Instruction 1
Lay out as a Markdown table with the columns Row and Listing line the part of the listing that opens with the line containing "TARGET = living room" and runs through the final line of the listing. Leave out blank lines.

Excerpt provided
####################

#child-mind-institute-detect-sleep-states | Kaggle | Page 1

jade juniper Sep 7, 2023, 11:39 AM

#

Hello everyone,
I'm finding it hard to understand the dataset. As the training dataset doesn't contain score and train series doesn't contain event. How are we suppose to build a model?

I'm kindoff confused here. Can someone please explain in steps?

dry pecan Sep 8, 2023, 4:50 AM

#

jade juniper Hello everyone, I'm finding it hard to understand the dataset. As the training ...

From the dataset description:

"The dataset comprises about 500 multi-day recordings of wrist-worn accelerometer data annotated with two event types: onset, the beginning of sleep, and wakeup, the end of sleep."

It looks like you'll need to do some of your own data processing to get labels in there. Everything else can be a feature.

jade juniper Sep 9, 2023, 9:27 PM

#

Thanks. What is the final/y variable we'll be predicting?

glass rune Sep 9, 2023, 11:26 PM

#

Hey, can anyone give an idea of what is the feature 'steps' in the dataset?

broken mural Sep 10, 2023, 2:44 AM

#

jade juniper Thanks. What is the final/y variable we'll be predicting?

The "event" column of the train_events.csv as I understand it. Some stitchwork is needed to link everything together between the parquet data and the csv files.

####################

Records for processing
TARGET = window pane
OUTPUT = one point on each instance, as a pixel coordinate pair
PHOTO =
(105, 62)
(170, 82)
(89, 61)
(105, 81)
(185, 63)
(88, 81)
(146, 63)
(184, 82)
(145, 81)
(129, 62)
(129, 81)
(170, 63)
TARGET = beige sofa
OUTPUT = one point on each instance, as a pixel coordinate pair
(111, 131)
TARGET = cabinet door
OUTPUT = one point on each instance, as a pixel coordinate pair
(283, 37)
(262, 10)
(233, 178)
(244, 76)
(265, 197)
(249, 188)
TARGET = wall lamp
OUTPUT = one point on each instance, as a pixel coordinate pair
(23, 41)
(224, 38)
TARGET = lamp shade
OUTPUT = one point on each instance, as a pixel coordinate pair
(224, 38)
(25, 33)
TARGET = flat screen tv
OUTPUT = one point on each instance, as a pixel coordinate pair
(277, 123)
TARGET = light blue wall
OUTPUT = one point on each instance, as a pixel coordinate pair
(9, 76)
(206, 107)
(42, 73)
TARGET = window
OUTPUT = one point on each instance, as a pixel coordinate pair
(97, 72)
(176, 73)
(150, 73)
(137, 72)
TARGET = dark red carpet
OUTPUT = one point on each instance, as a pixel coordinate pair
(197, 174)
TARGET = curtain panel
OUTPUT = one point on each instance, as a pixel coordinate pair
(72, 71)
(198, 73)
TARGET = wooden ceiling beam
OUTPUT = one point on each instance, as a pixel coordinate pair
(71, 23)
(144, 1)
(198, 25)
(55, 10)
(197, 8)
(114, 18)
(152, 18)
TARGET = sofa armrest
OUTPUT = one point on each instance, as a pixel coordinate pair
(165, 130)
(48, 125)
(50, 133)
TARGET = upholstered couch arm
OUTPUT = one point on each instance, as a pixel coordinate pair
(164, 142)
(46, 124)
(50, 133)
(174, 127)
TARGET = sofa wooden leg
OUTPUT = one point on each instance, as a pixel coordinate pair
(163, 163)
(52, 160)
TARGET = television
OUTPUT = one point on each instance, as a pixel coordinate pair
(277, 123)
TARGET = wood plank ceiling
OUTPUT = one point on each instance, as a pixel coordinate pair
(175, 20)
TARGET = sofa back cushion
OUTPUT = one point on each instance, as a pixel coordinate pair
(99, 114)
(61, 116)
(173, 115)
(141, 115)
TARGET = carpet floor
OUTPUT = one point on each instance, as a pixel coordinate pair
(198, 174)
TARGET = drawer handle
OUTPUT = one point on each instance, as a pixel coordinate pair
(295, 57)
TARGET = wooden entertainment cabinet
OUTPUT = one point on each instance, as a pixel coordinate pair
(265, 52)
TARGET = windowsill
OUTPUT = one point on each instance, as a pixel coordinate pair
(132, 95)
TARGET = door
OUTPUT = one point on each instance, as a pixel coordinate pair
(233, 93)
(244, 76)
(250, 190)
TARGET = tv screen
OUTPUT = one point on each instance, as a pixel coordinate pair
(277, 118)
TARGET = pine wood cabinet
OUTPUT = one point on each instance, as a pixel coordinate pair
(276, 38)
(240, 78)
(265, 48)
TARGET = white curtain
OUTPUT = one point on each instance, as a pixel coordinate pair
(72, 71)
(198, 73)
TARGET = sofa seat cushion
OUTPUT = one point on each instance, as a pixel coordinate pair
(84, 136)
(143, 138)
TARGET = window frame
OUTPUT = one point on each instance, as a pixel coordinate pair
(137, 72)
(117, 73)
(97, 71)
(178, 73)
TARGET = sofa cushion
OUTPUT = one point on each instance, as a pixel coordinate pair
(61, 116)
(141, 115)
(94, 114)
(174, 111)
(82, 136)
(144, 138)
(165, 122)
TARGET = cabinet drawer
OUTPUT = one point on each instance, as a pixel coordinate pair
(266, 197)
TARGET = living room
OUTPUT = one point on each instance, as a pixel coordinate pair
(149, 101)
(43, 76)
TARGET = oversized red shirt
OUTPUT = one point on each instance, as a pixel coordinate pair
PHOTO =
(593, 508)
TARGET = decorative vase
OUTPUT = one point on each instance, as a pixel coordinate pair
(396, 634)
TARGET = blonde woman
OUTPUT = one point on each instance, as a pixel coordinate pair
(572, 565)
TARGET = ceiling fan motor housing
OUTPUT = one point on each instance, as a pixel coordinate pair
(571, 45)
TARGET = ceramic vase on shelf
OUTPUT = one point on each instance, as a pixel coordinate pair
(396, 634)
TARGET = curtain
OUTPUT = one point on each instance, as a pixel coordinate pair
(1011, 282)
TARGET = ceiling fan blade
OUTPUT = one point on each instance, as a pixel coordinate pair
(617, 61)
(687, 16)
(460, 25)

####################

Instruction 2
Answer these questions about the forum thread:
(a) According to the quoted dataset description, about how many multi-day recordings does the dataset comprise?
(b) Which two event types are the recordings annotated with?
(c) Which column of which file is named as the variable to be predicted?

Final result 1
| Row | Listing line |
|---|---|
| 1 | TARGET = living room |
| 2 | OUTPUT = one point on each instance, as a pixel coordinate pair |
| 3 | (149, 101) |
| 4 | (43, 76) |
| 5 | TARGET = oversized red shirt |
| 6 | OUTPUT = one point on each instance, as a pixel coordinate pair |
| 7 | PHOTO = |
| 8 | (593, 508) |
| 9 | TARGET = decorative vase |
| 10 | OUTPUT = one point on each instance, as a pixel coordinate pair |
| 11 | (396, 634) |
| 12 | TARGET = blonde woman |
| 13 | OUTPUT = one point on each instance, as a pixel coordinate pair |
| 14 | (572, 565) |
| 15 | TARGET = ceiling fan motor housing |
| 16 | OUTPUT = one point on each instance, as a pixel coordinate pair |
| 17 | (571, 45) |
| 18 | TARGET = ceramic vase on shelf |
| 19 | OUTPUT = one point on each instance, as a pixel coordinate pair |
| 20 | (396, 634) |
| 21 | TARGET = curtain |
| 22 | OUTPUT = one point on each instance, as a pixel coordinate pair |
| 23 | (1011, 282) |
| 24 | TARGET = ceiling fan blade |
| 25 | OUTPUT = one point on each instance, as a pixel coordinate pair |
| 26 | (617, 61) |
| 27 | (687, 16) |
| 28 | (460, 25) |

Final result 2
(a) About 500.
(b) Onset, the beginning of sleep, and wakeup, the end of sleep.
(c) The "event" column of train_events.csv.